Give every line below again, exactly.

+++ Available data

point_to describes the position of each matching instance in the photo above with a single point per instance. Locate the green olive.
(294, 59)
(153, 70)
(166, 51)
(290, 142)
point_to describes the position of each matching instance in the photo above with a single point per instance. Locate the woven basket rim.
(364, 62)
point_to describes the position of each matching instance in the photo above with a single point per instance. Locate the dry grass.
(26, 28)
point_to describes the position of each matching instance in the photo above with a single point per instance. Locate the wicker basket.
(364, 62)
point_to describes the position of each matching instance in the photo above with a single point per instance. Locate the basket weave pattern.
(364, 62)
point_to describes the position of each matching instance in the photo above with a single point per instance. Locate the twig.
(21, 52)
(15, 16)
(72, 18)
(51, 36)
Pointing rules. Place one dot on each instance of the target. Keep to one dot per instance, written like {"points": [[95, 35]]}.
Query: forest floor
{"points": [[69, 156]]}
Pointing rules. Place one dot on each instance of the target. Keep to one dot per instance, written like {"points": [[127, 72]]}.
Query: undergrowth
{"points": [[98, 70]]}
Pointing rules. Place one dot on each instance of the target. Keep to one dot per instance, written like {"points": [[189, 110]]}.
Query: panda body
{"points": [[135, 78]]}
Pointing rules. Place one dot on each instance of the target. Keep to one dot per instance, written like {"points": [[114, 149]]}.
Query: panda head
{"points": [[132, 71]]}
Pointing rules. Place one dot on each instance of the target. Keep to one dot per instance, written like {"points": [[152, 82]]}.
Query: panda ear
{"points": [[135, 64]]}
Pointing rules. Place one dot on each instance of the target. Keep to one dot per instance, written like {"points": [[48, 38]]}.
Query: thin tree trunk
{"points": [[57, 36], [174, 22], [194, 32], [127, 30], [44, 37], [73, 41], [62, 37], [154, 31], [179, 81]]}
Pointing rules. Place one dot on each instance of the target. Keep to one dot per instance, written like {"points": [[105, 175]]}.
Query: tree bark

++++++

The answer -
point_to describes the position of each matching instance in the photo above with a single point per instance. Locate the green olive.
(294, 59)
(153, 70)
(166, 51)
(290, 142)
point_to describes the position of each matching instance in the photo above with a single point per instance. Locate the woven basket rim.
(364, 62)
point_to describes the position of each matching instance in the photo above with a single point per instance. Locate the dry grass.
(26, 28)
point_to describes the position of each matching instance in the photo above with a single point per instance. Locate the wicker basket.
(364, 62)
point_to describes the position of each matching instance in the photo above with a single point per instance. Locate the basket weave pattern.
(364, 62)
point_to describes the position of each matching instance in the photo above with a single point per instance. Locate the twig.
(21, 52)
(15, 16)
(72, 18)
(51, 36)
Pointing rules. Place one dot on each instance of the target. Keep to one dot per instance, written like {"points": [[95, 35]]}.
Query: forest floor
{"points": [[69, 156]]}
Pointing rules. Place one dot on each instance of the target. Keep to one dot per instance, written like {"points": [[127, 72]]}.
Query: undergrowth
{"points": [[98, 70]]}
Pointing rules. Place one dot on each instance of the target. Keep to one dot per instance, written like {"points": [[189, 110]]}.
Query: panda body
{"points": [[135, 78]]}
Pointing rules. Place one dot on each instance of the target. Keep to one dot per instance, written like {"points": [[114, 149]]}.
Query: panda head
{"points": [[132, 71]]}
Pointing rules. Place one dot on each instance of the target. Keep to one dot per instance, written like {"points": [[152, 82]]}.
Query: panda ear
{"points": [[135, 64]]}
Pointing rules. Place one dot on each instance of the target. Keep to one dot per instance, written like {"points": [[48, 38]]}.
Query: thin tree trunk
{"points": [[57, 36], [174, 22], [194, 32], [127, 30], [44, 37], [73, 41], [62, 37], [154, 31], [179, 81]]}
Pointing rules. Place one dot on each instance of the target. Keep to one dot per instance, written like {"points": [[105, 175]]}.
Query: tree bark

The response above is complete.